> **TAREAS**:
[A] Según el relato sobre la infancia y la escuela, ¿cuántos años duró la estancia en la escuela granja de las montañas?
[B] Escribe la continuación del relato sobre la infancia y la escuela a partir de su última oración.

> **FRAGMENTO DEL TEXTO**:
━━━━━━
Pero era inútil; el que detenta el poder tiene la Razón y PUNTO. Así que sólo se burlaban de mis argumentos y reprimían mis actos. Al punto que ya a los siete años entendí la necesidad de escapar de todos aquellos que me causaban tantos malos recuerdos.
Mi relación con el sistema educativo fue de odio a primera vista, había desarrollado un a hiperrebeldía desde la cual no lograba establecer qué era lo que debía aceptar y qué no; mi vida se dividía en dos realidades: o estaba muy tranquilo y relajado o estaba tenso, irritado e intolerante, y pasaba de un punto a otro, ante cualquier posibilidad de amenazas.
Aparte de aquel trauma, también había desarrollado una cierta capacidad de saber cómo (másomenos) funcionaban las cosas, y fue así que aprendí que si quería dejar de ir a clases, debería ser parte de los patrulleros y de la brigada infantil de bomberos.
Pensando que esos espacios me darían la disciplina que necesitaba, fue aprobada mi incorporación, tanto a los patrulleros, como a la brigada infantil de los bomberos. Me divertía todo aquello, tanto lo absurdo como lo interesante. No lograba entender porqué era necesario maltratar a alguien para que siguiera una instrucción, más cuando, aún, todos los que allí estábamos moríamos por hacer las cosas que allí se hacían; parecía que habían copiado el modelo de disciplina militar y lo estaban aplicando a ese escenario sin ningún criterio de adaptación.
Sí, me aburrí: después de los saltos, el rapel, las escaladas, los simulacros de incendios, los primeros auxilios, los desfiles, nos cambiaron a nuestro Comandante y todo decayó y se puso muy aburrido.
Ya para tercer grado, no necesitaba excusas para no ir a clases; simplemente, junto con tres amigos más, salíamos de la escuela por un lugar secreto y nos íbamos a deambular por aquella aldea-ciudad donde vivíamos en aquel momento. Solíamos subir a las azoteas de los poquitos edificios que habían, y mirarlo todo desde allí. O en otras ocasiones preferíamos explorar lugares que desconocíamos, pero lo que más nos gustaba era introducirnos en la casa de la cultura, pues tenía un conjunto de pasillos y cuartos que se comunicaban entre sí, dando la impresión de ser pasadizos secretos.
En cuarto grado fui internado bajo engaño. El lugar de reclusión fue una escuela granja escondida en unas montañas llenas de eucaliptos, pinos y neblina. Pasé allí seis largos años y ha sido la única vez que he podido estar tanto tiempo en un mismo lugar (tanto escuela como hogar).
Al llegar allí me di cuenta del engaño, aunque el verdadero engaño era pensar que podíamos seguir manteniendo la situación tal y como estaba, así que en el fondo todos salíamos ganando; aunque no era el único de mi familia que estaba ahí, había suficiente espacio para coincidir lo menos posible.
Ese primer año fue muy fuerte, no hubo tiempo para la adaptación; el primer día tuve que defender físicamente, tanto mis pertenecías como mi integridad. Cinco peleas el mismo día, pero yo tenía una ventaja por sobre mis adversarios; yo estaba en este mundo desde los tres años y la mayoría de ellos recién estaban llegando.
━━━━━━
> **DATOS EXTRAÍDOS**:
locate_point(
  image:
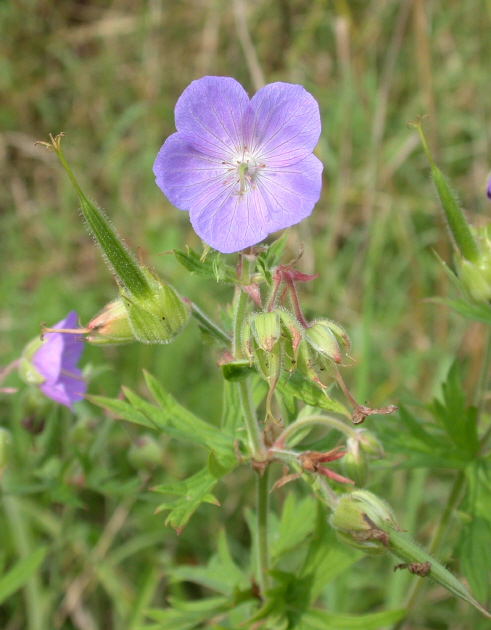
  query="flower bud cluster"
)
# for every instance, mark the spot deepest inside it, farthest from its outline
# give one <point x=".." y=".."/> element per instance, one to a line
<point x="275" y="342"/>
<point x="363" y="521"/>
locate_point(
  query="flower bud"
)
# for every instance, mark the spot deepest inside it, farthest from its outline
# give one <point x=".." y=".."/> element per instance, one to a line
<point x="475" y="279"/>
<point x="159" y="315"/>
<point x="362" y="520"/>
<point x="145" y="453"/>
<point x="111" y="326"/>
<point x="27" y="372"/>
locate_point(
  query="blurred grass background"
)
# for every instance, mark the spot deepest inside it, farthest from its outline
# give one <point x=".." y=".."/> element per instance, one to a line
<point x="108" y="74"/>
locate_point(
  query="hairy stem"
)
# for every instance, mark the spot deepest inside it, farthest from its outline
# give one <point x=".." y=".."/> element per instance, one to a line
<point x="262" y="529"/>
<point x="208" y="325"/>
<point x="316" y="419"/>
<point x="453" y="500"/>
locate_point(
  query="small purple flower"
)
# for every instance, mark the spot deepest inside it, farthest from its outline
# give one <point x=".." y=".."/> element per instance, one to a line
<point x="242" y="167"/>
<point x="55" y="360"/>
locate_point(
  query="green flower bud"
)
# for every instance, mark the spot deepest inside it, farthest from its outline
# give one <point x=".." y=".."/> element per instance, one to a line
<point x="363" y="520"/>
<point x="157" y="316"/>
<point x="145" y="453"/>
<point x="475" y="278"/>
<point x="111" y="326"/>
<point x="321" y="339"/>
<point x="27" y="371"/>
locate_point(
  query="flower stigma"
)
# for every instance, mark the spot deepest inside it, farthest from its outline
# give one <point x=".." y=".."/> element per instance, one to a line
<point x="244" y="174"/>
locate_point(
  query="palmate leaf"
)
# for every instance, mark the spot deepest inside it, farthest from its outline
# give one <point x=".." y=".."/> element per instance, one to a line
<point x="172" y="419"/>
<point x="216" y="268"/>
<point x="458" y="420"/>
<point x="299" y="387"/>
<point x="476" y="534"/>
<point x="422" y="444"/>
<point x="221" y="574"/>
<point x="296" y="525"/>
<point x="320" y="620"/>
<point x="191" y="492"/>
━━━━━━
> **RESPUESTAS POR TAREA**:
[A] Seis años.

[B]
Hice todo el ruido que pude en aquellas cinco peleas, mi intención era hacerme de una fama tal, que sólo hiciera falta un poco de guerra sicológica para mantener alejados a quienes quisieran dañarme. Y funcionó, prácticamente no tuve que pelear más para defenderme de nadie, mientras estuve allí.
En mi desempeño académico no me fue tan bien, más aún cuando solía jugar pelota justo frente al salón donde tenía clases. Esa era otra de las cosas que amaba de aquel sitio: no podían obligarte a nada, para mí aquello era toda una nueva experiencia. Además había pasado de ser el culpable de siempre a sólo ser un sospechoso más (Ahora los dados estaban en mis manos).
El quinto grado fue mucho más interesante; como era habitual, nos tomaron como centro piloto (conejillos de indias) para implementar un nuevo tipo de educación con mayor participación de los estudiantes. Así en vez de estar copiando 10 páginas de un libro que ya fue escrito (y con mejor letra) o de escribir los números desde el cinco mil hasta el cero, los maestros iniciaban una conversa donde todos podíamos participar y a parte de enterarnos de lo que se trataba el tema, también nos divertíamos.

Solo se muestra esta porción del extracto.